==== DATA LINES

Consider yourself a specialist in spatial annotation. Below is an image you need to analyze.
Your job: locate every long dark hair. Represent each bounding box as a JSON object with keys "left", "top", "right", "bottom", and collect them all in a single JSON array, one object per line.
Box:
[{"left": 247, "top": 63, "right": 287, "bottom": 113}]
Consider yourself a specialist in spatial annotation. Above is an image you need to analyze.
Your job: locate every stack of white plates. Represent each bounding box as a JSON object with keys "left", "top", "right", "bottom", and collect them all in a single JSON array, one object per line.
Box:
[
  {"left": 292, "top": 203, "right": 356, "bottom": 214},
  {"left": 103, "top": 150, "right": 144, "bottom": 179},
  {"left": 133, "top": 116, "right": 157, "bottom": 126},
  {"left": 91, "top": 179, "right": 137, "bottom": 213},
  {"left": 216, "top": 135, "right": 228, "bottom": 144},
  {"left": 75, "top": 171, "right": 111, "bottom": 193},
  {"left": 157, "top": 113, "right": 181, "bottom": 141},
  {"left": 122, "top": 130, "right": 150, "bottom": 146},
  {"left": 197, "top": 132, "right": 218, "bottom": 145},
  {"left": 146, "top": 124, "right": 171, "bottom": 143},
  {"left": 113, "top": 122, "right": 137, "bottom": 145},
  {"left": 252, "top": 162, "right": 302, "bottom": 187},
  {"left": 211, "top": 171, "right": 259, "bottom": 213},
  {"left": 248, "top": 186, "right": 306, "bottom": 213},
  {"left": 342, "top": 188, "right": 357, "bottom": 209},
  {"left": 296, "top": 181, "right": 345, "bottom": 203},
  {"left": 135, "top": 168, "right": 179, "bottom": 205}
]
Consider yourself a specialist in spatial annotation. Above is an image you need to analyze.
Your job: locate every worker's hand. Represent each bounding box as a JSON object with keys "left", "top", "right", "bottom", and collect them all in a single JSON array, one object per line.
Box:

========

▶ TASK STATEMENT
Report every line of the entries above that contains the string "bounding", matching case exactly.

▶ THE OUTPUT
Your job: locate every long dark hair. Represent each bounding box as a JSON object with keys "left", "top", "right", "bottom", and collect them all in a single JSON array, one object per line.
Your job: locate every stack of white plates. Represent each bounding box as a JSON object with keys "left", "top", "right", "bottom", and collect them all in a single JSON array, one object per line.
Your job: locate every worker's hand. Represent each bounding box as a JSON object with keys "left", "top", "right", "bottom", and collect them all in a single JSON array, one object per line.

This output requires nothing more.